The exhibition
Without doubt, Hermann Glöckner (1889 Dresden – 1987 West Berlin) is, today, to be considered one of the most exceptional artists among the avant-gardists of German Classic Modernism. Despite adverse political circumstances under the National Socialist dictatorship and the GDR regime that followed it in East Germany, he worked continuously in isolation in Dresden over the decades as a “noncomformist” and created an outstanding artistic oeuvre that still awaits discovery.
For a long time, Glöckner’s works fascinated artists, first and foremost. Even today, Hermann Glöckner is preceded by his distinctive reputation as an “artists’s artist.” At the same time, he stood in the shadows of the established masters of Classic Modernism, almost unnoticed in art history. Only in the past few years has his singular artistic contribution been placed within broader intellectual and artistical contexts and also presented to an international public as a new discovery.

_Challenge 1:_ Rewrite the entries beginning with the line containing "like [(337, 301)]." and continuing through the end of the entries, replacing "habitat tally" with "field survey" and leaving everything else unchanged.
The entries that follow bear no relation to the exhibition text.

_Data for the task:_
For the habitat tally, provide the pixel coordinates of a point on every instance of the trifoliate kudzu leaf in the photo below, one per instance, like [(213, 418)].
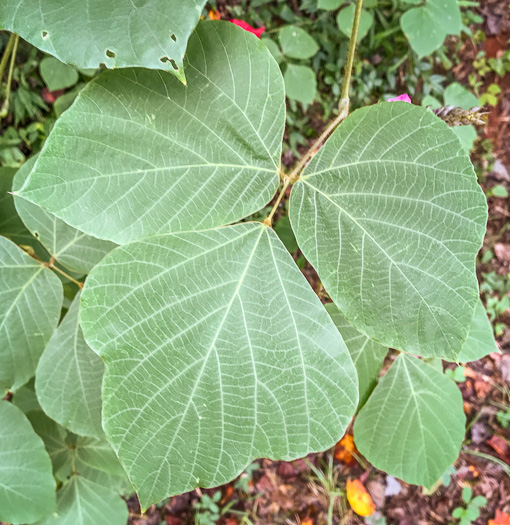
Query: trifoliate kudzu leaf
[(69, 377), (297, 43), (217, 352), (84, 502), (138, 153), (427, 26), (72, 248), (390, 214), (30, 301), (412, 426), (27, 487), (367, 355), (480, 341), (151, 34)]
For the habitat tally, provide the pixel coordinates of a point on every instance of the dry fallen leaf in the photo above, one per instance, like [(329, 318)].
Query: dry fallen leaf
[(501, 518), (359, 499)]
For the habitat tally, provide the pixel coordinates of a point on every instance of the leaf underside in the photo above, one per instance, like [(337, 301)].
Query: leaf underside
[(412, 426), (27, 487), (148, 33), (139, 153), (30, 302), (217, 352), (390, 214), (367, 355), (69, 377), (72, 248)]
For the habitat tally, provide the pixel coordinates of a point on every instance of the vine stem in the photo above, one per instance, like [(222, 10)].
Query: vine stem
[(6, 55), (343, 112), (51, 266), (5, 105)]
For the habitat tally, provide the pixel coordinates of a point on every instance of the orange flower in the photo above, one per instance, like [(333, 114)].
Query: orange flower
[(359, 499), (501, 518), (344, 450)]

_Challenge 2:_ According to the exhibition text, why is Hermann Glöckner's reputation associated chiefly with other artists?

_Task solution 1:_
For the field survey, provide the pixel coordinates of a point on every instance of the leaf underside in the photo above, one per instance, like [(337, 301)].
Query: leaf underside
[(412, 426), (27, 487), (148, 33), (139, 153), (30, 302), (217, 352), (390, 214), (367, 355), (69, 377), (72, 248)]
For the field survey, provide the pixel coordinates of a point on every instance of the vine stem in the photo above, one per instance, like [(222, 10)].
Query: vine stem
[(6, 55), (343, 112), (51, 266), (5, 105)]
For the field survey, provide the pixel coordinates of a point on every instance of the orange flower in the photo above, one per instance, like [(333, 114)].
Query: orange flower
[(359, 499), (501, 518), (344, 450)]

_Task solution 2:_ For a long time, his works fascinated artists first and foremost. This is why he is still preceded by his distinctive reputation as an artist valued by fellow artists.